Exercise goal: Reproduce verbatim the lines of the data below, beginning with the line containing "for the cloud." and ending with, and including, the line containing "[186,252,200,288]".

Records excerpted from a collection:
------
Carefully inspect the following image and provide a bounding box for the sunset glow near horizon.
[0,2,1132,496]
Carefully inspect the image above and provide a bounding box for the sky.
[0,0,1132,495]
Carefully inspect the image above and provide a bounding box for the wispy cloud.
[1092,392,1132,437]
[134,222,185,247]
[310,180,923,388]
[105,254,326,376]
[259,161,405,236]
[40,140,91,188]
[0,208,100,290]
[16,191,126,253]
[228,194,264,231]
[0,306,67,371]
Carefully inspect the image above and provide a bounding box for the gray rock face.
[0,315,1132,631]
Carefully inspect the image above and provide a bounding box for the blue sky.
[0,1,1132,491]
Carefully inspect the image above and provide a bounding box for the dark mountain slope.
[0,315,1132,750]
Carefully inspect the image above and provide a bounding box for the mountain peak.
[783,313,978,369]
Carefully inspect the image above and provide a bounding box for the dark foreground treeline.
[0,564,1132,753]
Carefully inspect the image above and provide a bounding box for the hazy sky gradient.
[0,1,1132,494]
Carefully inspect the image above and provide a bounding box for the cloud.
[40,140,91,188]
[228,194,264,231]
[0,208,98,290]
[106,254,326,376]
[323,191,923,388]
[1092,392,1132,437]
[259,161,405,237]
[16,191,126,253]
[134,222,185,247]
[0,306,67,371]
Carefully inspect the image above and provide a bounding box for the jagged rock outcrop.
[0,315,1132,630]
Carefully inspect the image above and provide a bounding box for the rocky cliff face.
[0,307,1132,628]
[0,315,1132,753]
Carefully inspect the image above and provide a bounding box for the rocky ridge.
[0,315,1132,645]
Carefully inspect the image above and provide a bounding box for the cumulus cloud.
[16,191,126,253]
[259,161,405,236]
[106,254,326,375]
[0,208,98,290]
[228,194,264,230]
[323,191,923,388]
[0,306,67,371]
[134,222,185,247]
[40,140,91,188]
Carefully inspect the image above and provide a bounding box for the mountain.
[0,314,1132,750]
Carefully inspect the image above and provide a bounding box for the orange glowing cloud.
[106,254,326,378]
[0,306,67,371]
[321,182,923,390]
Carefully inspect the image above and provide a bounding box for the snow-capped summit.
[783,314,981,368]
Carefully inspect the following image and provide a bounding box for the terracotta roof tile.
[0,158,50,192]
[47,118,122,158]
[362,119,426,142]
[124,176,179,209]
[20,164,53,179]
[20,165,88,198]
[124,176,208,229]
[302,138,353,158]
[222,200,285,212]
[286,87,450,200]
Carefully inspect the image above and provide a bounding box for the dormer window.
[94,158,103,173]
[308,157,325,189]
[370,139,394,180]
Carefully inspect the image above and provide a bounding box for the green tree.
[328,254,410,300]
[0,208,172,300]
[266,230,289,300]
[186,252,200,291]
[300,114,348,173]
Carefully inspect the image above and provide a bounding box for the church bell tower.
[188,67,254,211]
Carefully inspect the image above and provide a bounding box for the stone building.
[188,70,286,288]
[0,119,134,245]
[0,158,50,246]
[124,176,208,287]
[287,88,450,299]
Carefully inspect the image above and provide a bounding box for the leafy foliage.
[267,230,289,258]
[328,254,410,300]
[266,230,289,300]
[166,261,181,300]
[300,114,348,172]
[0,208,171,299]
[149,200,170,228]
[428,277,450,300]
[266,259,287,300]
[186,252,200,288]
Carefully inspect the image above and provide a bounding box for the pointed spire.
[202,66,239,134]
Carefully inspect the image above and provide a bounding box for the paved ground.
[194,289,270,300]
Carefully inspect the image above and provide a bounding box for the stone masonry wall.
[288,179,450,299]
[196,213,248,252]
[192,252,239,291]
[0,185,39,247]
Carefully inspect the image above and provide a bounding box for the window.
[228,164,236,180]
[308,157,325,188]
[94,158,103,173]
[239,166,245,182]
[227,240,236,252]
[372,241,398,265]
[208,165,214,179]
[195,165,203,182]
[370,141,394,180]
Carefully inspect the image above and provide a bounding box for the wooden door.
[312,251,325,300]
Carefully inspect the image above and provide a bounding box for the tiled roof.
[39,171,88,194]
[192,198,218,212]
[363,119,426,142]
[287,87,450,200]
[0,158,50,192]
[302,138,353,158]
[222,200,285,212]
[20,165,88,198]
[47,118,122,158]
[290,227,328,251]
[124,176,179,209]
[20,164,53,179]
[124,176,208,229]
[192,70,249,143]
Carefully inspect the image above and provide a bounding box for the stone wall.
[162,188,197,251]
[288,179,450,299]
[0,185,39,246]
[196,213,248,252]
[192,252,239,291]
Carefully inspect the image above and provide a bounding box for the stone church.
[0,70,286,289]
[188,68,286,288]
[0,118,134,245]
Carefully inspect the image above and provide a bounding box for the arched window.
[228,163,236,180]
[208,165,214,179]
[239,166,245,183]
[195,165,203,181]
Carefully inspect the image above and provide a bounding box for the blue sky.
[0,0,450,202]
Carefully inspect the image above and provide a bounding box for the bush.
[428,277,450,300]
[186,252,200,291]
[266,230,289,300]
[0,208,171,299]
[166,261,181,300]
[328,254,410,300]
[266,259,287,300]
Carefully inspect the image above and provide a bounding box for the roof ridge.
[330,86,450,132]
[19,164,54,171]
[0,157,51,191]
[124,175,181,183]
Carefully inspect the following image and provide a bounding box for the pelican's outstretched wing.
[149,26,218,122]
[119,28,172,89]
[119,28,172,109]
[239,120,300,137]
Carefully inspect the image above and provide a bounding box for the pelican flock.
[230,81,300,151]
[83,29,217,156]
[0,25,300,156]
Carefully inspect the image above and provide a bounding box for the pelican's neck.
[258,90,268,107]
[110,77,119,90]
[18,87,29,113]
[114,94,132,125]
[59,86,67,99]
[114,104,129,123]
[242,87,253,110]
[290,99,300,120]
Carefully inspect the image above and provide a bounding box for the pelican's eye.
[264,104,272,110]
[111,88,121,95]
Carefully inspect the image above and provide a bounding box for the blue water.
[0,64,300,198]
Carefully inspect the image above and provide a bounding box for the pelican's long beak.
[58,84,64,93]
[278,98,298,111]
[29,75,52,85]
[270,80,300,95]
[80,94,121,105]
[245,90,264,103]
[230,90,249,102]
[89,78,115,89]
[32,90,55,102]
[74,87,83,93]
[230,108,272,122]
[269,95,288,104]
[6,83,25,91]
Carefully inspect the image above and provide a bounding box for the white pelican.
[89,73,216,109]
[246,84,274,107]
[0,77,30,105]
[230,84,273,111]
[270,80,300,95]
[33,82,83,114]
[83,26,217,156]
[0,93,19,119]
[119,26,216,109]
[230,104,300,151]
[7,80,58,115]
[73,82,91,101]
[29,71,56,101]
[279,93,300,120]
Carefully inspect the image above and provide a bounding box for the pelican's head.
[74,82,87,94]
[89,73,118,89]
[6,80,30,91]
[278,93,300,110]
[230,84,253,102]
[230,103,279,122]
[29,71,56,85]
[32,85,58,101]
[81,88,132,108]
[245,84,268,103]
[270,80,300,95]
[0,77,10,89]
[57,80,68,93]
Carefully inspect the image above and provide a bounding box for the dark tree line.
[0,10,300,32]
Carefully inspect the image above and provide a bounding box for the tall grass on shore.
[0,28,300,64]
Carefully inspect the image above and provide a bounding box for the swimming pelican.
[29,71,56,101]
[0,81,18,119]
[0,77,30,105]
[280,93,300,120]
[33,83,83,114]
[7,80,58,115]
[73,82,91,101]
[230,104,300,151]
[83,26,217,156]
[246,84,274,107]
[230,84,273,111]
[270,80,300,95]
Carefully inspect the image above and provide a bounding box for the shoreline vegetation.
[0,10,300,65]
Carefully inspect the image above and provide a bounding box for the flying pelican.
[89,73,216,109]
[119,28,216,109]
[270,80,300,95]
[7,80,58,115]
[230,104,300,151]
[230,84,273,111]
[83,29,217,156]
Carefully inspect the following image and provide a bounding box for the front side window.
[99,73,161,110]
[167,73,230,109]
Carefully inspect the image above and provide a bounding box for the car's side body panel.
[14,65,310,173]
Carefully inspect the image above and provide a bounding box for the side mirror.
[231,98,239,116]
------
Expected answer:
Carefully inspect the image above and provide a bounding box for the cloud.
[40,140,91,188]
[228,194,264,231]
[0,208,98,290]
[106,254,326,376]
[323,191,923,388]
[1092,392,1132,437]
[259,161,405,237]
[16,191,126,253]
[134,222,185,247]
[0,306,67,371]
Carefully inspect the image above and provide a bounding box for the jagged rock outcrop.
[0,315,1132,630]
Carefully inspect the image above and provide a bounding box for the rocky cliff face.
[0,307,1132,628]
[0,315,1132,753]
Carefully inspect the image above and provide a bounding box for the rocky ridge.
[0,315,1132,645]
Carefully inspect the image above and provide a bounding box for the cumulus cloud.
[16,191,126,253]
[259,161,405,236]
[106,254,326,375]
[0,208,98,290]
[228,194,264,230]
[323,191,923,388]
[0,306,67,371]
[134,222,185,247]
[40,140,91,188]
Carefully inspect the image above and provide a bounding box for the mountain.
[0,314,1132,750]
Carefully inspect the image above and provide a bounding box for the orange glowing cloud.
[106,254,326,378]
[0,306,67,371]
[321,182,923,390]
Carefully inspect the image above and provide a bounding box for the snow-capped summit.
[783,314,981,368]
Carefully inspect the following image and provide a bounding box for the terracotta roof tile.
[0,158,50,192]
[47,118,122,158]
[362,119,426,142]
[124,176,179,209]
[20,164,53,179]
[20,165,88,198]
[124,176,208,229]
[302,138,353,158]
[222,200,285,212]
[286,87,450,200]
Carefully inspect the image above and provide a bounding box for the dormer window.
[94,158,103,173]
[308,157,325,189]
[370,139,394,180]
Carefully inspect the image above and provide a bounding box for the green tree.
[328,254,410,300]
[0,208,172,300]
[266,230,289,300]
[186,252,200,291]
[300,114,348,173]
Carefully inspect the image above and provide a bounding box for the church bell tower.
[188,67,254,211]
Carefully inspect the image above and provide a bounding box for the stone building.
[188,70,286,288]
[0,119,134,245]
[0,158,50,246]
[124,176,208,287]
[287,88,450,299]
Carefully inspect the image above and provide a bounding box for the leafy foliage.
[267,230,289,258]
[328,254,410,300]
[266,230,289,300]
[166,261,181,300]
[300,114,348,172]
[0,208,171,299]
[149,200,170,228]
[428,277,450,300]
[266,259,287,300]
[186,252,200,288]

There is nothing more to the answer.